What the task asks: Copy each line below that contains "house".

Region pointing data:
——
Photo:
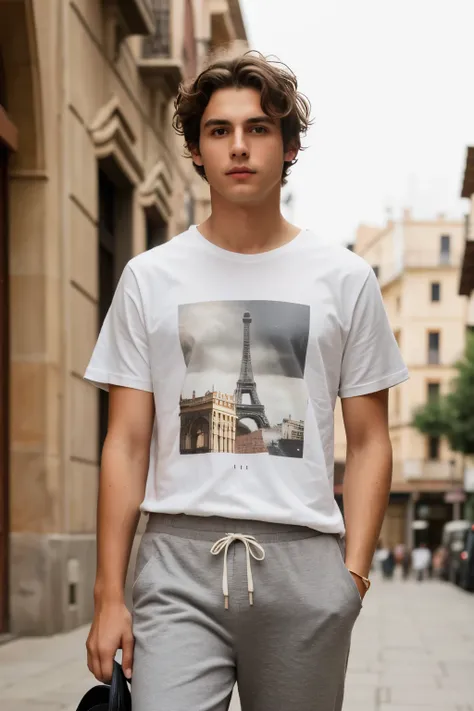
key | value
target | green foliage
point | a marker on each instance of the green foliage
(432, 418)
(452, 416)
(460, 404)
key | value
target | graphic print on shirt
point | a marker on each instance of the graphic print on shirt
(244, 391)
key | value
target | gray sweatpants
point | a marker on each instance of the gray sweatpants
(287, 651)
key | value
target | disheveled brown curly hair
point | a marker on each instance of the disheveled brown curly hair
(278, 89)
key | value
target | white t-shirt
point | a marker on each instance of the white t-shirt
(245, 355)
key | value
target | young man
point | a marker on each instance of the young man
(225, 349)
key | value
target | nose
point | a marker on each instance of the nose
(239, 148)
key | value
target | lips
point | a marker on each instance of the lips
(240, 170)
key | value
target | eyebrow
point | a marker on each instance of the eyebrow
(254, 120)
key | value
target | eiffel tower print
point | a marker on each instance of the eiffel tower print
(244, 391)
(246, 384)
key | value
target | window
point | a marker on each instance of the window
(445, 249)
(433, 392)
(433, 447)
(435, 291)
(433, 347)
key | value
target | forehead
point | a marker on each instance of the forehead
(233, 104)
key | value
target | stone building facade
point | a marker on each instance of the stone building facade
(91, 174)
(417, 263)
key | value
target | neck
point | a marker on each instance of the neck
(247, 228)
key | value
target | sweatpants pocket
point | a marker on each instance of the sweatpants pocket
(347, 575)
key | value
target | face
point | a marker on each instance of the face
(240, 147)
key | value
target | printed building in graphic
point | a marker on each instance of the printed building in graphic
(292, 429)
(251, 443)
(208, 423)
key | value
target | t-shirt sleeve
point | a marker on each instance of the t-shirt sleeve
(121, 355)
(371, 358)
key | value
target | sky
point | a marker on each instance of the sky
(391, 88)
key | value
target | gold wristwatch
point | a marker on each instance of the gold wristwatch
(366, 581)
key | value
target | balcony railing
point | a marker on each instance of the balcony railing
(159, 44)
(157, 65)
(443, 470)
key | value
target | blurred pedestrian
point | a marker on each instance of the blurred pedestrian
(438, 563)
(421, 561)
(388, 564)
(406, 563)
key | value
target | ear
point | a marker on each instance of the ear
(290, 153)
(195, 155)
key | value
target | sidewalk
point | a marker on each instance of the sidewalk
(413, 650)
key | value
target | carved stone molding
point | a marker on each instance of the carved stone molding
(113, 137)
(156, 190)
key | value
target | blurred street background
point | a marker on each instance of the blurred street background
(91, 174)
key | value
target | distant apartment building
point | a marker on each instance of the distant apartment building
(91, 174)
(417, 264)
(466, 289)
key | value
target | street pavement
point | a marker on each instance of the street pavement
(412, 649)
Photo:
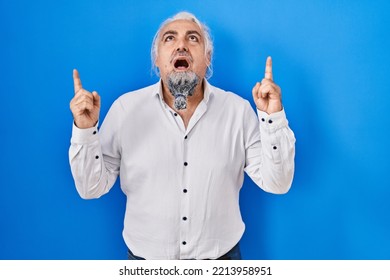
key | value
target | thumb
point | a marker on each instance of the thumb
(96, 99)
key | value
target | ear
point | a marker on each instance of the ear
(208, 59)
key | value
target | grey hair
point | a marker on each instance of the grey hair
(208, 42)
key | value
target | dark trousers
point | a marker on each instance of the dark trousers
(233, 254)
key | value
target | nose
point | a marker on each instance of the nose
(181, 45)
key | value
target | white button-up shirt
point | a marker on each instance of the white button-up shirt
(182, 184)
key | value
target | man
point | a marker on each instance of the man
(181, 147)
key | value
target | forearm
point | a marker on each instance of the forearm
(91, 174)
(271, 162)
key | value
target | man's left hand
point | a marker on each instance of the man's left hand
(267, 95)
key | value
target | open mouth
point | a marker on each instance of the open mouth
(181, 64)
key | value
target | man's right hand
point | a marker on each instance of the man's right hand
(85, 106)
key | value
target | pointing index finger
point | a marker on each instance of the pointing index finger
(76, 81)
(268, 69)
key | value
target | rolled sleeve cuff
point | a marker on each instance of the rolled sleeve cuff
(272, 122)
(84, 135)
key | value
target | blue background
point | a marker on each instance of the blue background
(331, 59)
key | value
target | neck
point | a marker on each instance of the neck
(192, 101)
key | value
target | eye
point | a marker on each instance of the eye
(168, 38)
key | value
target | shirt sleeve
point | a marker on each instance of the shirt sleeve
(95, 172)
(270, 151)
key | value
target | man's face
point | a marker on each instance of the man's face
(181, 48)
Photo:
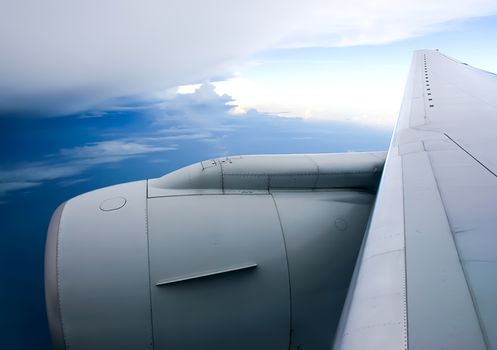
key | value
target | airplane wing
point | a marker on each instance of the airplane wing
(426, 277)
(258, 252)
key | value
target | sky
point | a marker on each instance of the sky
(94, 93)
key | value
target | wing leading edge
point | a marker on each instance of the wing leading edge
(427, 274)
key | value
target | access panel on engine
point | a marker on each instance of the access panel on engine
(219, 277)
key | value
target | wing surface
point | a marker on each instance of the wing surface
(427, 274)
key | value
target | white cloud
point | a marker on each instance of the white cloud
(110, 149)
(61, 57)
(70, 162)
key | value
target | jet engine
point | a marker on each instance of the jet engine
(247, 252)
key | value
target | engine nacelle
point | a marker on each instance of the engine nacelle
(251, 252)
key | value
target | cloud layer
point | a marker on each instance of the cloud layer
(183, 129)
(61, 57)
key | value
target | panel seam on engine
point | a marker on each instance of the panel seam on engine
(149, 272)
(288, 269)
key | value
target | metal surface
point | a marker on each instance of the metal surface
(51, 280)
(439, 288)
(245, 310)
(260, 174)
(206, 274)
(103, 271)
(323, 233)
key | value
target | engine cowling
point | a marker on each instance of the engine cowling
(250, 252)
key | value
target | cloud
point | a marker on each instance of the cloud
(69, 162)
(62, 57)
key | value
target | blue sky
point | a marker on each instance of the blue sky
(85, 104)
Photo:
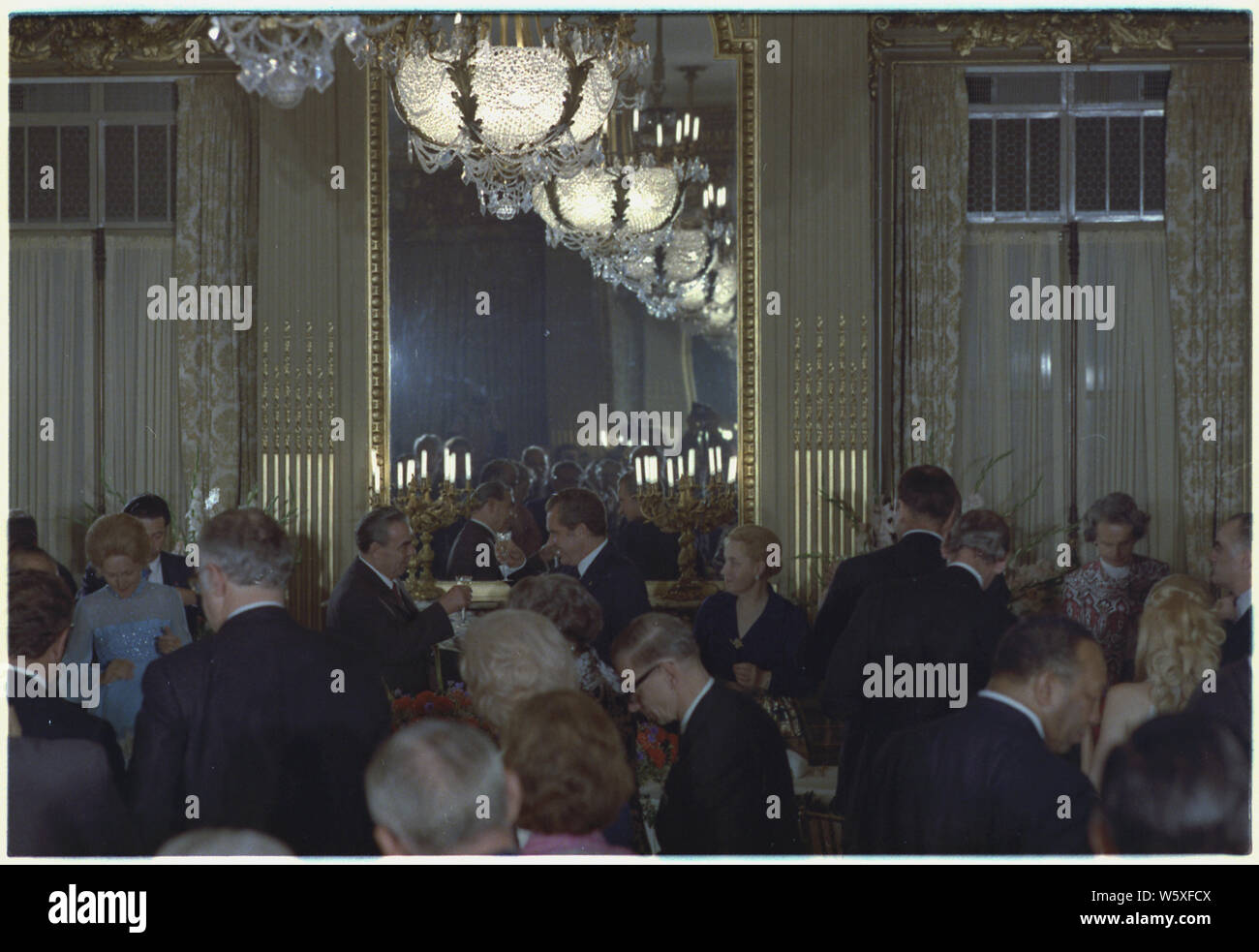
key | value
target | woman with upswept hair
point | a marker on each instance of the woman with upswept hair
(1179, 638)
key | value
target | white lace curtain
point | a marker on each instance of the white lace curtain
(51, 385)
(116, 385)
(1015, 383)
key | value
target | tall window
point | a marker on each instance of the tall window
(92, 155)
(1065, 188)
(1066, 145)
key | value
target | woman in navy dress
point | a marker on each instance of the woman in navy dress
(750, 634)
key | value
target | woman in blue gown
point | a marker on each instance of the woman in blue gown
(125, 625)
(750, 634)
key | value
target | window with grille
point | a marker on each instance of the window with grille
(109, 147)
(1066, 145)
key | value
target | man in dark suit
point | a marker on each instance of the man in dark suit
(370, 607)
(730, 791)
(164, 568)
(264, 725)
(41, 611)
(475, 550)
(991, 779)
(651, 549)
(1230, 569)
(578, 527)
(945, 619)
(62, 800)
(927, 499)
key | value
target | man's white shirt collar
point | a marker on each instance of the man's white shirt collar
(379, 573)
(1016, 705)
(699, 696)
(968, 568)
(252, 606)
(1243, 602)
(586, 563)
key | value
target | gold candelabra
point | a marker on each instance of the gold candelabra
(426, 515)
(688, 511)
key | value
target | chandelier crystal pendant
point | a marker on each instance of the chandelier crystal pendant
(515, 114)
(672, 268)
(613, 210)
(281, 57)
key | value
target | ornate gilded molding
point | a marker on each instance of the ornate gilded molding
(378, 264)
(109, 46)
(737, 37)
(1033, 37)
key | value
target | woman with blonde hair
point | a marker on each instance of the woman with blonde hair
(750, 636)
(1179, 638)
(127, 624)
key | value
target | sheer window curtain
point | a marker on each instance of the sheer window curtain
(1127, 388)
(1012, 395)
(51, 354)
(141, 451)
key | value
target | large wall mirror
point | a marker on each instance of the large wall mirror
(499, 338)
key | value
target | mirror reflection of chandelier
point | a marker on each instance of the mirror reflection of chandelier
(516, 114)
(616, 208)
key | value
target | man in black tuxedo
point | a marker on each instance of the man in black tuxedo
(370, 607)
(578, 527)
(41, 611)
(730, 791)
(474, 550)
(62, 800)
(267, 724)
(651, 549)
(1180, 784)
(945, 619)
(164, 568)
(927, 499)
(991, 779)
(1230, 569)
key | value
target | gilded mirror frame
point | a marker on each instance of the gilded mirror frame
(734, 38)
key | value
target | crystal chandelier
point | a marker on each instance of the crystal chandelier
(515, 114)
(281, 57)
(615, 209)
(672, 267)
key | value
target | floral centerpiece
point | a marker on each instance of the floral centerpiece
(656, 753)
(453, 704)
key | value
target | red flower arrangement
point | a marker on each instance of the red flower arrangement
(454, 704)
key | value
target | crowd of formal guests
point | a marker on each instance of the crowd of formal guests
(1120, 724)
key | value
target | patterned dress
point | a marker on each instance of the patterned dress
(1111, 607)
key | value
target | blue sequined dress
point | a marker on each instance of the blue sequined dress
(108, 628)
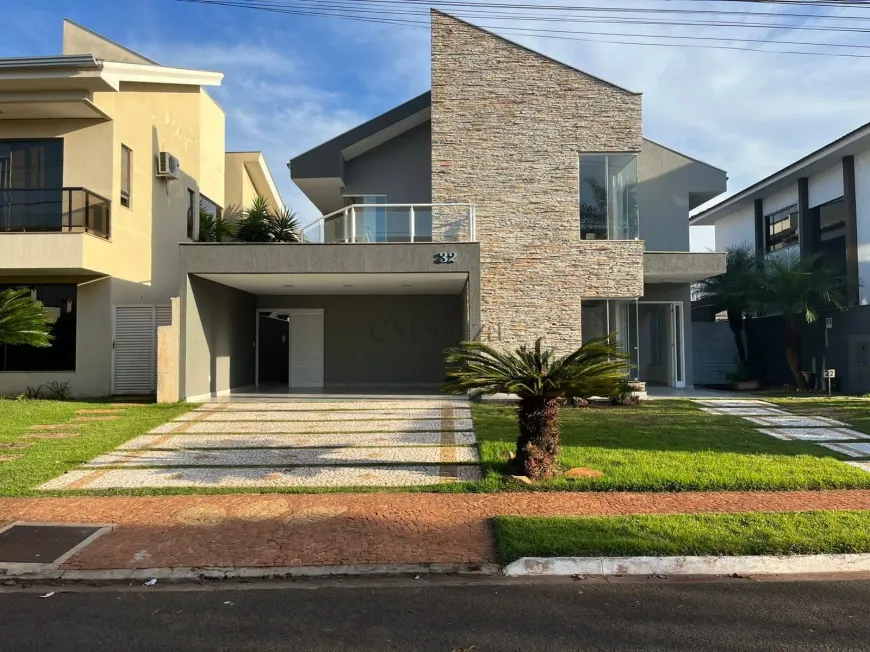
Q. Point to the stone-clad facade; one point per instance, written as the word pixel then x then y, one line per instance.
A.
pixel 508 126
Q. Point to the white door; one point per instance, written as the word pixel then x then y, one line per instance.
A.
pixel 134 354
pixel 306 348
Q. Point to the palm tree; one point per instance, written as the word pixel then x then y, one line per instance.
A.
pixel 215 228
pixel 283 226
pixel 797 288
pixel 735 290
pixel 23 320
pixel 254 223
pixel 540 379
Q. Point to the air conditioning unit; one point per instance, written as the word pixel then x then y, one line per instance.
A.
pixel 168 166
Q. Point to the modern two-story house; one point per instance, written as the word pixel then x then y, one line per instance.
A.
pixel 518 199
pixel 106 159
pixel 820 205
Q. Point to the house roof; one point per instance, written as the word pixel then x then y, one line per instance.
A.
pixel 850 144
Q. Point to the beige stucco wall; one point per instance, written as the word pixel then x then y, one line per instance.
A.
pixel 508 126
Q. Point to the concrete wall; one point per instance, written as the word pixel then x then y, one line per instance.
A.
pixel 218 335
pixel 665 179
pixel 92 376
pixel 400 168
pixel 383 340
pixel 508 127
——
Task solution:
Q. Point to the modern two-story house; one point per instance, written as the word pixel then x then y, one line per instance.
Q. Point to the house roof; one point per instance, written as the word pixel then x then y, one line per instance.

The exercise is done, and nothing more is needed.